(Records from a point labeling set)
:::
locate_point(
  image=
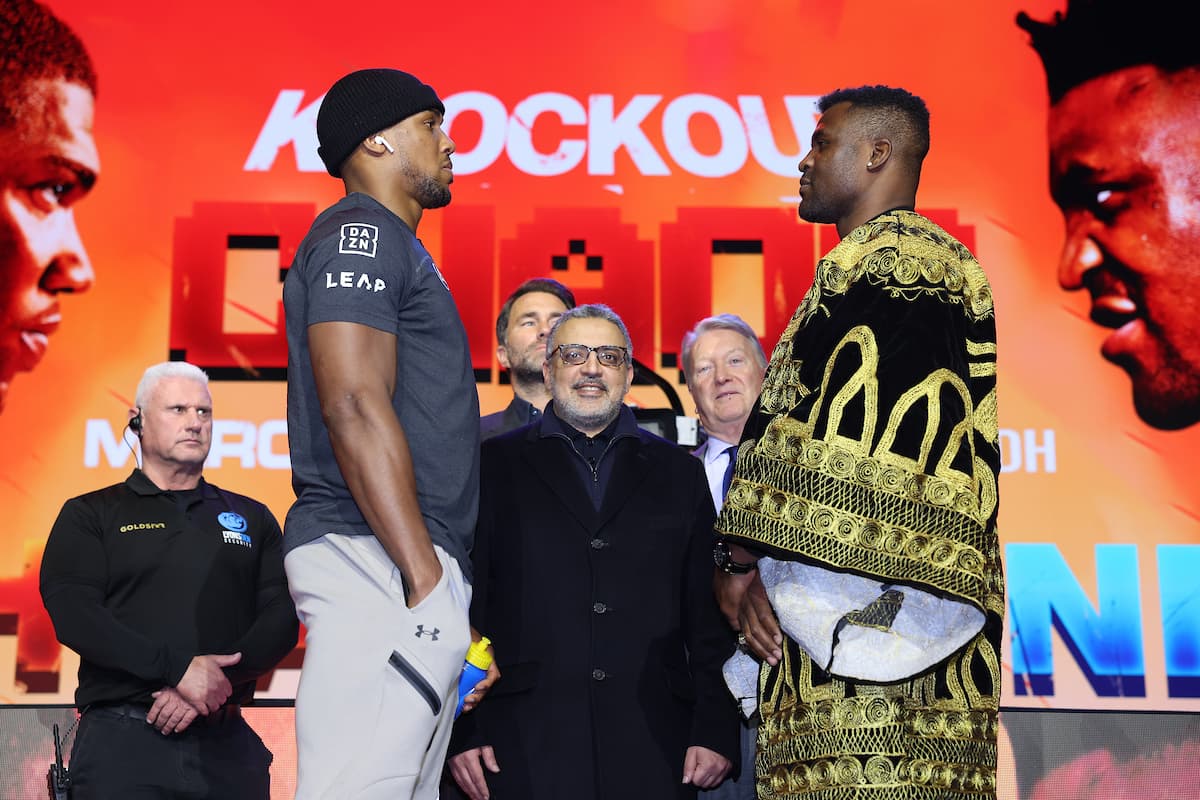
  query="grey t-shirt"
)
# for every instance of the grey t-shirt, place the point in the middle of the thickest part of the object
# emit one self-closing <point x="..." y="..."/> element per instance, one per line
<point x="360" y="263"/>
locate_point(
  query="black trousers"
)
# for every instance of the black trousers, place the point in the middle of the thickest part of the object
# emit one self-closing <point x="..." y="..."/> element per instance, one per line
<point x="118" y="755"/>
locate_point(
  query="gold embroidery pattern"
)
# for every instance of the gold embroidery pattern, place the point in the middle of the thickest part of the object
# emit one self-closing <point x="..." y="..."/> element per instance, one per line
<point x="931" y="263"/>
<point x="837" y="741"/>
<point x="863" y="464"/>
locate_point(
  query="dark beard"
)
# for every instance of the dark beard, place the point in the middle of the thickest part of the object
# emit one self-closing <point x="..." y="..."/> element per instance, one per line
<point x="431" y="193"/>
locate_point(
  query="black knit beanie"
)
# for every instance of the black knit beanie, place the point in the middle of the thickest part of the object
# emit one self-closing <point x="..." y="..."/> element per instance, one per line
<point x="363" y="103"/>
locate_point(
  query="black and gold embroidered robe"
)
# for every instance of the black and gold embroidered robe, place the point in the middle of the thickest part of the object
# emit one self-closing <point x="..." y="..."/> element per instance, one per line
<point x="874" y="451"/>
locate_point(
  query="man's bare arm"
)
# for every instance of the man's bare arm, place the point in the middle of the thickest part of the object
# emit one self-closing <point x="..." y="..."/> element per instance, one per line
<point x="354" y="367"/>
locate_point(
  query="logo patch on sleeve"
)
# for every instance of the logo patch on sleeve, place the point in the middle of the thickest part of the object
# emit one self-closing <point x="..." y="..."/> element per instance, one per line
<point x="359" y="239"/>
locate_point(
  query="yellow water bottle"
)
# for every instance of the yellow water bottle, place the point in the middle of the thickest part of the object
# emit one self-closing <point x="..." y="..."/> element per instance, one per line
<point x="474" y="669"/>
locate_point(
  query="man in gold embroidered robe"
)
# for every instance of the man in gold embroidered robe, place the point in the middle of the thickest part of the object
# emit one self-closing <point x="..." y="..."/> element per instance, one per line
<point x="861" y="561"/>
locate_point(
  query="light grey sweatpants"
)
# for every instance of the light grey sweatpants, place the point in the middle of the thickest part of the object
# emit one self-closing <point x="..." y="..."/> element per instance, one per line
<point x="378" y="686"/>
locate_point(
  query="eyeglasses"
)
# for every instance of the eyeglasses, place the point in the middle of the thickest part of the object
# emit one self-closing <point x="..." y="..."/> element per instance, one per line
<point x="607" y="355"/>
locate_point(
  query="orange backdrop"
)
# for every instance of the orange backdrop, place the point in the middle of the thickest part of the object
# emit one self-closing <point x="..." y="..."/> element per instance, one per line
<point x="622" y="136"/>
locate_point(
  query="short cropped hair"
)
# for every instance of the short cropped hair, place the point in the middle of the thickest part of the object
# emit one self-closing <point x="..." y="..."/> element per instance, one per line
<point x="720" y="323"/>
<point x="1096" y="37"/>
<point x="35" y="44"/>
<point x="591" y="311"/>
<point x="887" y="112"/>
<point x="550" y="286"/>
<point x="151" y="377"/>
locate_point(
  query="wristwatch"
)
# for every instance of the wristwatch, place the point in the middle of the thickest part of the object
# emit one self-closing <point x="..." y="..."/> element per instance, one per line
<point x="724" y="559"/>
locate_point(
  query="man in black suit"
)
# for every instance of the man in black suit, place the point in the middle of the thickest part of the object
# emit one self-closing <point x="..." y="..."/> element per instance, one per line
<point x="593" y="577"/>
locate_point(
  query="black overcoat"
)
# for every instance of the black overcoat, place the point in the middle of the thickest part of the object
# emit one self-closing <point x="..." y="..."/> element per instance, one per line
<point x="605" y="626"/>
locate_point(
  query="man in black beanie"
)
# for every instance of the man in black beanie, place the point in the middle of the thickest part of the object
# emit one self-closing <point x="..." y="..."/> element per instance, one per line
<point x="383" y="422"/>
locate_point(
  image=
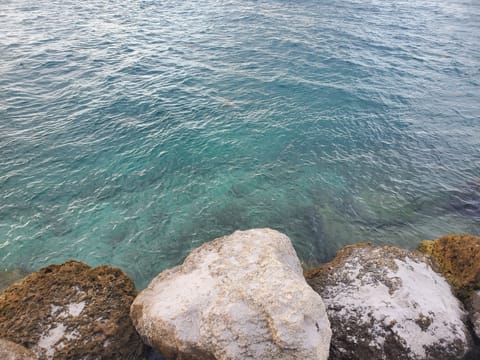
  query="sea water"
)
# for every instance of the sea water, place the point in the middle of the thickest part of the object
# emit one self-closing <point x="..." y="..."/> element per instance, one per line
:::
Copy every entry exactly as written. Pictures are excluded.

locate_point(
  image=
  query="grey t-shirt"
)
# for every instance of the grey t-shirt, place the point in the middle of the thickest part of the object
# emit one self-closing <point x="..." y="..."/> element per instance, one per line
<point x="360" y="263"/>
locate_point(
  query="black trousers"
)
# for every instance of the black trousers, place the point in the middle of the thickest part of the object
# emit one self-closing <point x="..." y="..."/> element per instance, one per line
<point x="118" y="755"/>
locate_point(
  query="gold embroidery pattern"
)
# for every instance of the gold embroidery pattern, place the point in the middle of the thickest part of the object
# emit one self-closing <point x="..." y="..."/> element per instance, one per line
<point x="931" y="263"/>
<point x="837" y="741"/>
<point x="863" y="464"/>
locate_point(
  query="dark beard"
)
# for every instance of the dark beard, place the point in the middle of the thickest part of the object
# emit one self-closing <point x="..." y="..."/> element per instance, one per line
<point x="431" y="193"/>
locate_point(
  query="black knit beanie"
)
# for every instance of the black knit beanie, place the point in the middle of the thickest part of the object
# emit one self-closing <point x="..." y="..."/> element per instance, one per line
<point x="363" y="103"/>
locate_point(
  query="black and gold embroidered robe"
)
# for every instance of the black and gold embroidered robe, place the point in the middle of the thickest part of the object
# emit one self-closing <point x="..." y="..."/> element per instance, one per line
<point x="874" y="451"/>
locate_point(
  query="man's bare arm"
)
# for every instance of the man's bare arm, place the point in the middle of the thickest part of the object
# emit one self-closing <point x="..." y="..."/> element per instance, one per line
<point x="354" y="367"/>
locate_point(
  query="logo patch on sleeve"
)
# for every instance of the logo patch on sleeve, place the point in the middle of the thickest part of the object
# emit one self-closing <point x="..." y="..."/> element per instance, one per line
<point x="359" y="239"/>
locate_point(
  query="yellow water bottle"
)
# for every instance of the yellow water bottle, place the point in the middle of the thickest part of the object
# emit one self-closing <point x="..." y="..."/> element per instance, one per line
<point x="474" y="669"/>
locate_point(
  query="man in gold embroidered robe"
)
# for every instance of the man in gold embroidered robe, place the point in the middle of the thickest part of the object
# emit one self-closing <point x="..." y="..."/> element per instance, one per line
<point x="861" y="561"/>
locate_point(
  query="light grey sweatpants"
)
# for every instance of the light grey sweatpants, place the point in the middle of the thickest part of the object
# emit one self-closing <point x="..." y="..."/> element per instance, one per line
<point x="378" y="686"/>
locate_point(
  query="eyeglasses"
)
# for every instance of the eyeglasses, place the point in the middle of the thickest part of the object
# emit one self-closing <point x="..." y="..."/> element per instance, one per line
<point x="607" y="355"/>
locate_point(
  query="orange backdrop"
)
# for every instance of the orange backdrop, place the point in the middle of the thickest part of the object
# emit one self-closing <point x="..." y="..."/> element per instance, one per line
<point x="622" y="136"/>
locate_point(
  query="short cropped hair"
)
# for every instance of the short cropped hair, place the point in the middle of the thickest part of the object
# emit one self-closing <point x="..." y="..."/> element per instance, one per line
<point x="720" y="323"/>
<point x="1096" y="37"/>
<point x="35" y="44"/>
<point x="591" y="311"/>
<point x="887" y="112"/>
<point x="550" y="286"/>
<point x="151" y="377"/>
locate_point(
  query="wristwatch"
)
# for every instance of the wristwatch, place the point in the middle of the thickest part of the object
# emit one self-closing <point x="..." y="..."/> element per instance, one per line
<point x="724" y="559"/>
locate_point(
  query="man in black suit"
)
# for every instance of the man in black suit, place the point in the middle of the thickest part of the object
# emit one self-closing <point x="..." y="..."/> element per instance, one per line
<point x="593" y="577"/>
locate_point(
  query="black overcoat"
)
# for every instance of the black overcoat, place the point in the middle of the thickest part of the object
# emit one self-closing <point x="..." y="..."/> element per instance, one per line
<point x="605" y="626"/>
locate_point(
  query="man in black beanie"
)
# for every instance of the man in black beanie, place the point in the middle of the thickest part of the object
# emit one self-closing <point x="..." y="..."/> element per instance, one per line
<point x="383" y="422"/>
locate_point(
  image=
  query="sea water"
)
# for every instance of the sea water, place the point in the middle of the thickest part of the object
# emit one self-closing <point x="..." y="..."/> element per instance, one per line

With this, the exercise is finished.